Material for this exercise Start Marker

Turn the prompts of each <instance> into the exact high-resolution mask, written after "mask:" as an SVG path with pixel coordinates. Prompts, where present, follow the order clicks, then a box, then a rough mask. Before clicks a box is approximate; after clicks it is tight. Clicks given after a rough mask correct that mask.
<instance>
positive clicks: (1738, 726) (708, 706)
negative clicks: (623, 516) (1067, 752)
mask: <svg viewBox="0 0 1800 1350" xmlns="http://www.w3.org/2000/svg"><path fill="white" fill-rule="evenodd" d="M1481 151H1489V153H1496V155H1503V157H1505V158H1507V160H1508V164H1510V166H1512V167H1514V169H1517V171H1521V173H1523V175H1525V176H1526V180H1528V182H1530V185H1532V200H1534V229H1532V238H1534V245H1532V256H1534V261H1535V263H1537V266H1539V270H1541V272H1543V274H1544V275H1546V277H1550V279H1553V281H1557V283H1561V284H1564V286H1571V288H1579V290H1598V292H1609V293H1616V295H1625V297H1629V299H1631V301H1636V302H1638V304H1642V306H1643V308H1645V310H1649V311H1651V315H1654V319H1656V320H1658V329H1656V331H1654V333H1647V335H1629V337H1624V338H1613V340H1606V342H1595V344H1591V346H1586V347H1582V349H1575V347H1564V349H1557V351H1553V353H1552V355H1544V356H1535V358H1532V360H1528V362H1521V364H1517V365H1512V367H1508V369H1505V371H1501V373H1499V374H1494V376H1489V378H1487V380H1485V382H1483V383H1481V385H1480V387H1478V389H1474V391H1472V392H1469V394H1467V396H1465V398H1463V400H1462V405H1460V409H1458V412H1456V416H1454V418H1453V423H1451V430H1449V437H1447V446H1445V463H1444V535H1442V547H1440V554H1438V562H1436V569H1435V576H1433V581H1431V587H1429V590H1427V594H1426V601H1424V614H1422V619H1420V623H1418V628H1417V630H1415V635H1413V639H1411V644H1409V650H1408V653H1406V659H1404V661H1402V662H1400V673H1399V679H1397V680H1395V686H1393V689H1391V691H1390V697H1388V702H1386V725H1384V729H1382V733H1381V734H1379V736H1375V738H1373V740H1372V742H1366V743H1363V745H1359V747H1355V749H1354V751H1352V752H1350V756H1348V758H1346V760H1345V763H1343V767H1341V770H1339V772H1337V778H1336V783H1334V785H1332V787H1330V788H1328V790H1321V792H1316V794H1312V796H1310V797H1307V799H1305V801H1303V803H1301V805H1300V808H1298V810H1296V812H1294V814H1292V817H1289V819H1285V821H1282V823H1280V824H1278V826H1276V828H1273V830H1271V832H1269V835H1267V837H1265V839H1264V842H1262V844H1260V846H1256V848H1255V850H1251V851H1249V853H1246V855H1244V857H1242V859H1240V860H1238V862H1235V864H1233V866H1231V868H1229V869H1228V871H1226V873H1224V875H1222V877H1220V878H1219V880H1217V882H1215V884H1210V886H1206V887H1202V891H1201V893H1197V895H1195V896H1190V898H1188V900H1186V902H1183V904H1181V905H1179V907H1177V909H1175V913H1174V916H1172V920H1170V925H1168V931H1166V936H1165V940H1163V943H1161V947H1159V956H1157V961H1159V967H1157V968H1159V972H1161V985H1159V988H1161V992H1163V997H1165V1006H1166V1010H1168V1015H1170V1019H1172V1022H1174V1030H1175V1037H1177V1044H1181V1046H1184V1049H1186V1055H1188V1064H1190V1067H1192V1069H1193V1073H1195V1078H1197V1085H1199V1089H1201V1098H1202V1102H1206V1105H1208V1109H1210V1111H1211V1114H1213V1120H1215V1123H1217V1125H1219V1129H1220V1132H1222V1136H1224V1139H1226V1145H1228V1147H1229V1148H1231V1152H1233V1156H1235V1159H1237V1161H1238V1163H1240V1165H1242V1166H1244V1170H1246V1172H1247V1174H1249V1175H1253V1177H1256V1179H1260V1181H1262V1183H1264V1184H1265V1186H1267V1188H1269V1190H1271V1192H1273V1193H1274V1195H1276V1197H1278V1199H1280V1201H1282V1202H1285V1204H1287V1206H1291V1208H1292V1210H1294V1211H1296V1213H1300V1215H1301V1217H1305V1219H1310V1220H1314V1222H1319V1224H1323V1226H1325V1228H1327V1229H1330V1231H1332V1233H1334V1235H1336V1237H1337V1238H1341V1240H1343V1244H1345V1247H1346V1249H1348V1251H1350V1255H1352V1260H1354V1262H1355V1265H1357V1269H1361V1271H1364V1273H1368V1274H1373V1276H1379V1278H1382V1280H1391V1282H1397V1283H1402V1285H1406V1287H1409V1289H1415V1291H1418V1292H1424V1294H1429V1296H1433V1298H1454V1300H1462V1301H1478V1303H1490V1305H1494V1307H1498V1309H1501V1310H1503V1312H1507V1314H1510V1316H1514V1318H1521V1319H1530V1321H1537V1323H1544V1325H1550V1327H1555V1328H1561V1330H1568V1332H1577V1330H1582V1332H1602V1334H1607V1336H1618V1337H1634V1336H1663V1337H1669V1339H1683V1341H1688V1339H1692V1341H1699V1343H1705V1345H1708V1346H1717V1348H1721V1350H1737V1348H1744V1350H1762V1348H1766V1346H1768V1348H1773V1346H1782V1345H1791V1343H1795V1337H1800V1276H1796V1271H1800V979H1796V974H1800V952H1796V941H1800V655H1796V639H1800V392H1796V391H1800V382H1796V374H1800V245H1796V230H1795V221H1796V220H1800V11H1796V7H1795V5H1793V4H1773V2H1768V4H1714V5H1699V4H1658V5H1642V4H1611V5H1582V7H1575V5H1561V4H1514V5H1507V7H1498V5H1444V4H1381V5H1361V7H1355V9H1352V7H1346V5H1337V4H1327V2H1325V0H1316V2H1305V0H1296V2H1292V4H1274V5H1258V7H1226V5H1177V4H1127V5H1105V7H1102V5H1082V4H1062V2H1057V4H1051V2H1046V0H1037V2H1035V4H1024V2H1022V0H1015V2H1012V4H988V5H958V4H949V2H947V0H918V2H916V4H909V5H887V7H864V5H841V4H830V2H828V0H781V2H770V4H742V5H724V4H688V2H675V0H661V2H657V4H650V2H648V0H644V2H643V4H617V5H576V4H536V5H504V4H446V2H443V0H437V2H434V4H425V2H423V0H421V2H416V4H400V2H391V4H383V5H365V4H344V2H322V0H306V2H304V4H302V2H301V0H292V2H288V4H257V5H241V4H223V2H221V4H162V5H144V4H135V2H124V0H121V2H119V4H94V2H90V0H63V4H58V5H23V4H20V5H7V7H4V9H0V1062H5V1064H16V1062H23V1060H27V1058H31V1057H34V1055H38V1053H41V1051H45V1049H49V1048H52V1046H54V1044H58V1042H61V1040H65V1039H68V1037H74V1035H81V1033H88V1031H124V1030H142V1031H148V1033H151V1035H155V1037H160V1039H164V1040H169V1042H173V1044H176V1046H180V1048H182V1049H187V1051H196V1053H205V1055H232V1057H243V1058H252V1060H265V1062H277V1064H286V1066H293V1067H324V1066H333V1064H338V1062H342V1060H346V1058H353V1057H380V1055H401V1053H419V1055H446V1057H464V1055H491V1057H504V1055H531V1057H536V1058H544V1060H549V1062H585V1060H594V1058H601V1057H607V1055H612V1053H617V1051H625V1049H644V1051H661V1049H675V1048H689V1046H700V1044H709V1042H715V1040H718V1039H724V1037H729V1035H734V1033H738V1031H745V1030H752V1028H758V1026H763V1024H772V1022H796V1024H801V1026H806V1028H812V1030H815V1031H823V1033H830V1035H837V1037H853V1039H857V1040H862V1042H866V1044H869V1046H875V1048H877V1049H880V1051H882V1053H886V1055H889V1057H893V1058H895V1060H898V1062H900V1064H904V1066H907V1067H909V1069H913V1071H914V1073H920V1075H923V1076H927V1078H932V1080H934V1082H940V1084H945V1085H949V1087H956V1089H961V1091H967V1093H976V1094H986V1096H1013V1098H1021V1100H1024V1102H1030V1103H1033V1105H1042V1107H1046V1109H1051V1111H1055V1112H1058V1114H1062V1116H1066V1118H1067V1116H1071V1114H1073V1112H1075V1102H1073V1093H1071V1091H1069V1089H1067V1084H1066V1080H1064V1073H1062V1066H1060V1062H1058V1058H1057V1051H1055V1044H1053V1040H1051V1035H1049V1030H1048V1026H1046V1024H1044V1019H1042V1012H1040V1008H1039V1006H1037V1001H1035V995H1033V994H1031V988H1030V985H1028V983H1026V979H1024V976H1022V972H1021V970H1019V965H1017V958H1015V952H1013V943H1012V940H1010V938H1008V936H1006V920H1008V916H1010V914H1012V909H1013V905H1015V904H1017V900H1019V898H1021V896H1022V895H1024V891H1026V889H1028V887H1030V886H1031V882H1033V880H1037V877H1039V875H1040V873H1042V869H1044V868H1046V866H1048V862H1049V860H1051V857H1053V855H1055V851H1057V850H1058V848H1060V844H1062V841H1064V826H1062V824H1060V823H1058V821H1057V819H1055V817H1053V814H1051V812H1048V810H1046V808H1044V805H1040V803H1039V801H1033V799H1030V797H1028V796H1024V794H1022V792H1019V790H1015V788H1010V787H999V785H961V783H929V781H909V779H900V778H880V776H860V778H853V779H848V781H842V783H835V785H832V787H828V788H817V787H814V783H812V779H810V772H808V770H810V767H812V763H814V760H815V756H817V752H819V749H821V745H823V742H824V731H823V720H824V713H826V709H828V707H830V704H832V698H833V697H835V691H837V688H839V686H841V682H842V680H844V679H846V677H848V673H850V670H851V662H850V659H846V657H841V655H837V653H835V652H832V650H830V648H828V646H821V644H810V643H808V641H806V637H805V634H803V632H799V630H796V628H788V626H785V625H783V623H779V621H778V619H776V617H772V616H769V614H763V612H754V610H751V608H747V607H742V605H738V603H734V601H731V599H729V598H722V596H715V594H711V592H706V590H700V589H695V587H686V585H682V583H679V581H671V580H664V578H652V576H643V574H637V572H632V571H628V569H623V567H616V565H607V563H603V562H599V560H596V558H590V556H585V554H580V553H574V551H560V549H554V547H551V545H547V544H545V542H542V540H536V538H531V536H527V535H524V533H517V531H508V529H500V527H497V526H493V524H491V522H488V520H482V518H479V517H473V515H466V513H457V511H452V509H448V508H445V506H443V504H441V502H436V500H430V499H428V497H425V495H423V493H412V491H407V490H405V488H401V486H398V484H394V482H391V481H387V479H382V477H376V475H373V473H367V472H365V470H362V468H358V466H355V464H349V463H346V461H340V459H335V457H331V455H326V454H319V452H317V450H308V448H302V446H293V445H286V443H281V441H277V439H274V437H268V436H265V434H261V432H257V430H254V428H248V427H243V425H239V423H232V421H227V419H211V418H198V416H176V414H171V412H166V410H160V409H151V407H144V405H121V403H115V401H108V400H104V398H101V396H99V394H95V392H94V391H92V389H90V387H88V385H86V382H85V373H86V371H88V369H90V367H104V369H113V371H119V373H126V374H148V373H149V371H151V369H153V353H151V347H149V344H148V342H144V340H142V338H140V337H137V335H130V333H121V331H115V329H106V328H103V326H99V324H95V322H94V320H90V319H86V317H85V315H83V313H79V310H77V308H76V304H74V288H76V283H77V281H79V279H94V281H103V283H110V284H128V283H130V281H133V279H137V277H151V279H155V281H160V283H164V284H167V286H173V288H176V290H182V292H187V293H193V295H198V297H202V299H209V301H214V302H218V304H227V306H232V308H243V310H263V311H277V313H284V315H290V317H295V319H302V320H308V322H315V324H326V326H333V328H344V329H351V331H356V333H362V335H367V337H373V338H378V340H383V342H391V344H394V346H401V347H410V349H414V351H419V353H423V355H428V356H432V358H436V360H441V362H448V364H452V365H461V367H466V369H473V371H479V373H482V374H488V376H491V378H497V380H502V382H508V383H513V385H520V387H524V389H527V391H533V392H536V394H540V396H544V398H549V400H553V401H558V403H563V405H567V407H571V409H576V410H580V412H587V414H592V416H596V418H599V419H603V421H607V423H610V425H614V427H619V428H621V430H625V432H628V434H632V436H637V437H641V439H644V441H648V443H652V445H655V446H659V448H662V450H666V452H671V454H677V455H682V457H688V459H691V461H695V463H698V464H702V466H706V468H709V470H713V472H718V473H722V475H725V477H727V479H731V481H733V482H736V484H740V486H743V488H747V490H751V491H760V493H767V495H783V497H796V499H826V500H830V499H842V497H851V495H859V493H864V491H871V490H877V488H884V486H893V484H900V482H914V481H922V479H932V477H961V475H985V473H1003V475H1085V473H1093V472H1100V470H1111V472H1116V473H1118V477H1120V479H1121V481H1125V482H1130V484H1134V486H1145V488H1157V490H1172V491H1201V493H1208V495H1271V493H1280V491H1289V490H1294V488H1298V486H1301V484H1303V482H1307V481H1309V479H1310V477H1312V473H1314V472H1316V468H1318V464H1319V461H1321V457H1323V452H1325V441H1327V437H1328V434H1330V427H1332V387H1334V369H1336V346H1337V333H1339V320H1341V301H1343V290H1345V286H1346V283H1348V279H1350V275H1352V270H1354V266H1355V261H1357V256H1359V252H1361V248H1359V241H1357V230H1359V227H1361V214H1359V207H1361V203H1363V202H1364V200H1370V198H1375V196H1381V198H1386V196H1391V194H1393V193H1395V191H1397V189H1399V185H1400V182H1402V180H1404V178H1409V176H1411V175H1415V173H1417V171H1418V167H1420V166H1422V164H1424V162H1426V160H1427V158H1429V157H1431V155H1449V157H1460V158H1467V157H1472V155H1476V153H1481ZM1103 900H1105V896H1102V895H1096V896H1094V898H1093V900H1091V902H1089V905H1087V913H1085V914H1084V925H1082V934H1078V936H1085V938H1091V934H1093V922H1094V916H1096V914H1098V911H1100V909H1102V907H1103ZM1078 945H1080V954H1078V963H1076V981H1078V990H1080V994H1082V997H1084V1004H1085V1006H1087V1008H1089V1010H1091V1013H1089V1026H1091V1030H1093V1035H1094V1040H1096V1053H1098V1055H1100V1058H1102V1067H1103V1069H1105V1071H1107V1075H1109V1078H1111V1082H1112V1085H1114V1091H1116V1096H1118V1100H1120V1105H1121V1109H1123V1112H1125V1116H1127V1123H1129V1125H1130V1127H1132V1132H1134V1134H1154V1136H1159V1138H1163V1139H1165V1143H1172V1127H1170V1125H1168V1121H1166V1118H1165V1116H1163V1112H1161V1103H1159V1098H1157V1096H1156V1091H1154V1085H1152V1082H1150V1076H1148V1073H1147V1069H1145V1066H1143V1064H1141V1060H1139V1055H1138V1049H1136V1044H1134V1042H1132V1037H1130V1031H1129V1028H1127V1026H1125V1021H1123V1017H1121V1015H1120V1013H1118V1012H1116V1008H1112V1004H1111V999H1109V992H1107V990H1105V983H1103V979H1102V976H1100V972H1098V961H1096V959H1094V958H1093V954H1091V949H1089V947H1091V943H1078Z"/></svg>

Material for this exercise End Marker

Task statement: Copy exactly the lines that run from the first line of the data to the line containing "positive clicks: (1738, 726) (708, 706)", please, with both ends included and nothing else.

Written answer:
Turn the prompts of each <instance> into the exact high-resolution mask, written after "mask:" as an SVG path with pixel coordinates. Prompts, where present, follow the order clicks, then a box, then a rough mask. Before clicks a box is approximate; after clicks it is tight. Clicks given after a rough mask correct that mask.
<instance>
positive clicks: (1738, 726) (708, 706)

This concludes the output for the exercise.